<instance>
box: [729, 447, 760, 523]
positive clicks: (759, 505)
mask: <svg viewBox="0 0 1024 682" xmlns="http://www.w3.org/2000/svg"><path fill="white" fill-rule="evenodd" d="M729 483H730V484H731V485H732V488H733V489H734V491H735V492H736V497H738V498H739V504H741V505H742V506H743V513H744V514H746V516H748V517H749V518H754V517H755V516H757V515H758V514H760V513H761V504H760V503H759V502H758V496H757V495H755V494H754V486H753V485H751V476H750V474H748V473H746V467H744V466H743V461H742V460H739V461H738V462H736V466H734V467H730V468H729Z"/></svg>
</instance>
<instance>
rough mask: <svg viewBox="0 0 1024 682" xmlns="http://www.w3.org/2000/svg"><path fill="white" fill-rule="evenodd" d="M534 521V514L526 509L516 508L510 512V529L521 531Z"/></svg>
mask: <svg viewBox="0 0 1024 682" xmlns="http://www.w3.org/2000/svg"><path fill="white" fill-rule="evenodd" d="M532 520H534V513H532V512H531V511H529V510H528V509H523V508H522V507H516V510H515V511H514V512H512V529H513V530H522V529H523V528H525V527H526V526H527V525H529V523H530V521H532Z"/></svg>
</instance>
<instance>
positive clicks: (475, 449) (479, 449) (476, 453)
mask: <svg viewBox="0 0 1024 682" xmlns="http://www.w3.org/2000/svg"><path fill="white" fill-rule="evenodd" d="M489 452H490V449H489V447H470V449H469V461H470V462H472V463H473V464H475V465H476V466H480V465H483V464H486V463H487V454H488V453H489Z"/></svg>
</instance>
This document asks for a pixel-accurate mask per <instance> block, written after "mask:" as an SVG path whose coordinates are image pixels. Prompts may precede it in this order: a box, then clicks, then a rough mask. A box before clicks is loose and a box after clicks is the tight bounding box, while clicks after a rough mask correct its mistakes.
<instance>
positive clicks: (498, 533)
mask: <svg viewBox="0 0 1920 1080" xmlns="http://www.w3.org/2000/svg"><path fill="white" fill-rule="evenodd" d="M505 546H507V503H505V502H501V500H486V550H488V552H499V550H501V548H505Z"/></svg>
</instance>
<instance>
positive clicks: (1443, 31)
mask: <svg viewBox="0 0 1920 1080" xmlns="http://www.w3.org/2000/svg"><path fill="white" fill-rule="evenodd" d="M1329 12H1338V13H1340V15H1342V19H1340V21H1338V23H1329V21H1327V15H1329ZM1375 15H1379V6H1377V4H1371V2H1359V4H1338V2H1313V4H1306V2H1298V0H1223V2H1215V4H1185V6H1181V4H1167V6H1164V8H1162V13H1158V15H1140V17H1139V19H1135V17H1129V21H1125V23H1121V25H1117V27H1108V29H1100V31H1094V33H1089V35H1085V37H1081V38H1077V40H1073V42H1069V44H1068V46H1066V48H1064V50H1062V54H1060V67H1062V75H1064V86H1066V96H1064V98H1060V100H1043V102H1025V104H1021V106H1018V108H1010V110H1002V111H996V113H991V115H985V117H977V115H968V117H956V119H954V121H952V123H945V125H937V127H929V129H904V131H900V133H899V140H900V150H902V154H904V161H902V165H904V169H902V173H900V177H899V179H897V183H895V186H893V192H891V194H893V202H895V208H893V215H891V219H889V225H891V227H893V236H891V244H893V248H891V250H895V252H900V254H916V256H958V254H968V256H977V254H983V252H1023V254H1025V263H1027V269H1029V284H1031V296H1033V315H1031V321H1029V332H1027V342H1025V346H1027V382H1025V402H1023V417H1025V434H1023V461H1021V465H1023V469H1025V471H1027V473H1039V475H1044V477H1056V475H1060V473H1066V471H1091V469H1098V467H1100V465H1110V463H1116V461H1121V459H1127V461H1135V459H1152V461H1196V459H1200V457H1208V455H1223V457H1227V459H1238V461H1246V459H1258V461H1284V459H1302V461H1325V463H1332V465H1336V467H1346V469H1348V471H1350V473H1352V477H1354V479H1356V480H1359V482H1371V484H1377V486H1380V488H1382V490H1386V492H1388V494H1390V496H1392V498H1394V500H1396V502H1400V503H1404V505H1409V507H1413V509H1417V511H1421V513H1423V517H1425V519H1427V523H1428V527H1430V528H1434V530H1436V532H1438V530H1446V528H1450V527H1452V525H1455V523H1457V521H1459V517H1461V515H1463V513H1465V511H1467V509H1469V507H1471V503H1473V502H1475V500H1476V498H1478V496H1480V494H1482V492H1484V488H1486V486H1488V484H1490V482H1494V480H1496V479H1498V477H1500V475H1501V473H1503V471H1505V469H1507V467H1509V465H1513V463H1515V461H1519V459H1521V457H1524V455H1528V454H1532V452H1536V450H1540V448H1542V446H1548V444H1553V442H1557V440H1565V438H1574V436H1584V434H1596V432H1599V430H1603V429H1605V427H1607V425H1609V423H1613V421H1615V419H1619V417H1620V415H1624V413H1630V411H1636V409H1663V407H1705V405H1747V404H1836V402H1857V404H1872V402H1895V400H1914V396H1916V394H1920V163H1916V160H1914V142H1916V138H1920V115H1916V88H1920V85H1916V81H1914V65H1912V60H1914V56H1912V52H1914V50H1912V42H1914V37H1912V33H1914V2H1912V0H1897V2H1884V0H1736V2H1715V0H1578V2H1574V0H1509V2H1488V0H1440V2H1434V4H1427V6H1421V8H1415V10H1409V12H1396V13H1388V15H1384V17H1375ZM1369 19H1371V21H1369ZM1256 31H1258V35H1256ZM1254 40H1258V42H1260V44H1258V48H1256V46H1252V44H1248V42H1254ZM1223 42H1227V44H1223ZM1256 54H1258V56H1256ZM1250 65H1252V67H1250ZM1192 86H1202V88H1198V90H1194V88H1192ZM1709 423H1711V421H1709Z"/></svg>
++++++++++++++++++++
**TASK BRIEF:** Retype the records in full. Keep every line identical to the original.

**RESPONSE TO THIS EXERCISE:**
<instance>
box: [729, 447, 760, 523]
positive clicks: (759, 505)
mask: <svg viewBox="0 0 1024 682" xmlns="http://www.w3.org/2000/svg"><path fill="white" fill-rule="evenodd" d="M729 483H730V484H731V485H732V488H733V489H734V491H735V492H736V497H738V498H739V504H741V505H742V506H743V513H744V514H746V516H748V517H749V518H754V517H755V516H757V515H758V514H760V513H761V504H760V503H759V502H758V496H757V495H755V494H754V486H753V485H751V476H750V474H748V473H746V467H744V466H743V461H742V460H739V461H738V462H736V466H734V467H730V468H729Z"/></svg>
</instance>
<instance>
rough mask: <svg viewBox="0 0 1024 682" xmlns="http://www.w3.org/2000/svg"><path fill="white" fill-rule="evenodd" d="M534 521V514L526 509L516 508L510 512V529L521 531Z"/></svg>
mask: <svg viewBox="0 0 1024 682" xmlns="http://www.w3.org/2000/svg"><path fill="white" fill-rule="evenodd" d="M532 520H534V513H532V512H531V511H529V510H528V509H523V508H522V507H516V510H515V511H514V512H512V529H513V530H522V529H523V528H525V527H526V526H527V525H529V523H530V521H532Z"/></svg>
</instance>
<instance>
positive clicks: (475, 449) (479, 449) (476, 453)
mask: <svg viewBox="0 0 1024 682" xmlns="http://www.w3.org/2000/svg"><path fill="white" fill-rule="evenodd" d="M489 452H490V449H489V447H470V449H469V461H470V462H472V463H473V464H475V465H476V466H480V465H483V464H486V463H487V454H488V453H489Z"/></svg>
</instance>
This document asks for a pixel-accurate mask per <instance> block, written after "mask:" as an SVG path whose coordinates are image pixels. Prompts may precede it in this order: a box, then clicks, then a rough mask. A box before clicks is loose and a box after clicks is the tight bounding box, while clicks after a rough mask correct its mistakes.
<instance>
positive clicks: (498, 533)
mask: <svg viewBox="0 0 1920 1080" xmlns="http://www.w3.org/2000/svg"><path fill="white" fill-rule="evenodd" d="M505 546H507V503H505V502H501V500H486V550H488V552H499V550H501V548H505Z"/></svg>
</instance>
<instance>
positive clicks: (1443, 31)
mask: <svg viewBox="0 0 1920 1080" xmlns="http://www.w3.org/2000/svg"><path fill="white" fill-rule="evenodd" d="M1329 12H1338V13H1340V15H1342V19H1340V21H1338V23H1329V21H1327V15H1329ZM1375 15H1379V6H1377V4H1371V2H1359V4H1338V2H1313V4H1306V2H1298V0H1223V2H1215V4H1185V6H1181V4H1167V6H1164V8H1162V13H1158V15H1140V17H1139V19H1135V17H1129V21H1125V23H1121V25H1117V27H1108V29H1100V31H1094V33H1089V35H1085V37H1081V38H1077V40H1073V42H1069V44H1068V46H1066V48H1064V50H1062V54H1060V67H1062V75H1064V86H1066V96H1064V98H1060V100H1043V102H1025V104H1021V106H1018V108H1010V110H1002V111H996V113H991V115H985V117H977V115H968V117H956V119H954V121H952V123H945V125H937V127H929V129H904V131H900V133H899V140H900V150H902V154H904V161H902V165H904V169H902V173H900V177H899V179H897V183H895V186H893V192H891V194H893V202H895V208H893V215H891V219H889V225H891V227H893V236H891V244H893V248H891V250H895V252H900V254H916V256H958V254H968V256H977V254H983V252H1023V254H1025V263H1027V269H1029V284H1031V296H1033V315H1031V321H1029V332H1027V342H1025V346H1027V382H1025V402H1023V417H1025V434H1023V461H1021V465H1023V469H1025V471H1027V473H1039V475H1044V477H1056V475H1060V473H1066V471H1091V469H1098V467H1100V465H1110V463H1116V461H1121V459H1127V461H1135V459H1152V461H1196V459H1200V457H1208V455H1223V457H1227V459H1238V461H1246V459H1258V461H1284V459H1302V461H1325V463H1332V465H1336V467H1346V469H1348V471H1350V473H1352V477H1354V479H1356V480H1359V482H1371V484H1377V486H1380V488H1382V490H1386V492H1388V494H1390V496H1392V498H1394V500H1396V502H1400V503H1404V505H1409V507H1413V509H1417V511H1421V513H1423V517H1425V519H1427V523H1428V527H1430V528H1434V530H1436V532H1438V530H1446V528H1450V527H1452V525H1455V523H1457V521H1459V517H1461V515H1463V513H1465V511H1467V509H1469V507H1471V503H1473V502H1475V500H1476V498H1478V496H1480V494H1482V492H1484V488H1486V486H1488V484H1490V482H1494V480H1496V479H1498V477H1500V475H1501V473H1503V471H1505V469H1507V467H1509V465H1513V463H1515V461H1519V459H1521V457H1524V455H1528V454H1532V452H1536V450H1540V448H1542V446H1548V444H1553V442H1557V440H1565V438H1574V436H1584V434H1596V432H1599V430H1603V429H1605V427H1607V425H1609V423H1613V421H1615V419H1619V417H1620V415H1624V413H1630V411H1636V409H1663V407H1705V405H1747V404H1836V402H1857V404H1872V402H1895V400H1914V396H1916V394H1920V163H1916V160H1914V142H1916V138H1920V115H1916V88H1920V85H1916V81H1914V65H1912V60H1914V56H1912V52H1914V50H1912V42H1914V37H1912V33H1914V2H1912V0H1897V2H1884V0H1736V2H1715V0H1578V2H1574V0H1509V2H1488V0H1440V2H1434V4H1427V6H1421V8H1415V10H1409V12H1396V13H1388V15H1384V17H1375ZM1369 19H1371V21H1369ZM1256 31H1258V35H1256ZM1254 40H1258V42H1260V44H1258V48H1256V46H1252V44H1248V42H1254ZM1223 42H1227V44H1223ZM1256 54H1258V56H1256ZM1250 65H1252V67H1250ZM1192 86H1202V88H1198V90H1194V88H1192ZM1709 423H1711V421H1709Z"/></svg>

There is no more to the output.